------ Excerpt

I won't take us down my usual lesson on money. The answer to your underlying question is junk silver US minted coins. Start stocking up on dimes.


----------



## budgetprepp-n

you may see dimes cut in half before it's over


----------



## lordtsunami

My money is on the things we take for granted....food,water,shelter, heck even tp alcohol will be big


----------



## PaulS

I plan to print my own... all I need is a rotary press and some plates


----------



## Maine-Marine

I will use whatever the other person is willing to accept for an ITEM I need

I will accept silver, gold, canned food, or something I need for an item the other person needs....

lets remember - trade is not a one way street... both people MUST agree to the terms.... if you NEED an item - you will try and get the thing the other person wants for it...


----------



## Leeroy Jenkins

Bottle caps...


----------



## Medic33

clams


----------



## triem

haha, the farmers WILL know it, when the power's off, believe that. The city folk will be forced to leave, within a week, due to lack of water. they'll come to the farmers for water and food. the same will be true of small towns, suburbs, etc. It's your neighbors who will shoot you first, folks. They will get to you sooner. for a year or more after shtf, nobody will be able to RISK barter/selling. too many will just kill you and take everything that you (had). Why pay you? When there's no currency, there will also be no cops, folks. With no law, PLENTY of people will just shoot you on sight, many of them just for the hell of it, actually. there's 15 million felons in the US, and only 3 million are locked up. Many of the latter are in unfenced "camps", halfway houses and the like. they can all leave if shtf, cause there will be no guards working for free.

------------
------ Supplied records

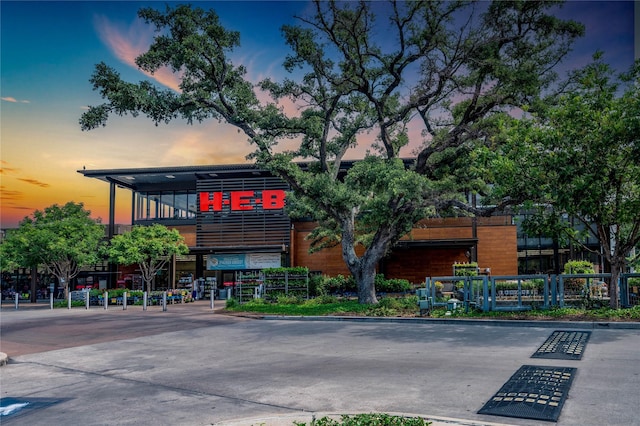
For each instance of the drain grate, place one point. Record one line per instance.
(533, 392)
(563, 345)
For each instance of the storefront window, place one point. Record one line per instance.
(165, 205)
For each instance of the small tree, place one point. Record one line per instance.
(150, 247)
(62, 239)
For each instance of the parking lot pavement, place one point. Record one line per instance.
(191, 366)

------------

Copy out the stretch of the barter thread from "haha, the farmers" through "working for free.". These rows come from a separate source, not from the barter thread.

haha, the farmers WILL know it, when the power's off, believe that. The city folk will be forced to leave, within a week, due to lack of water. they'll come to the farmers for water and food. the same will be true of small towns, suburbs, etc. It's your neighbors who will shoot you first, folks. They will get to you sooner. for a year or more after shtf, nobody will be able to RISK barter/selling. too many will just kill you and take everything that you (had). Why pay you? When there's no currency, there will also be no cops, folks. With no law, PLENTY of people will just shoot you on sight, many of them just for the hell of it, actually. there's 15 million felons in the US, and only 3 million are locked up. Many of the latter are in unfenced "camps", halfway houses and the like. they can all leave if shtf, cause there will be no guards working for free.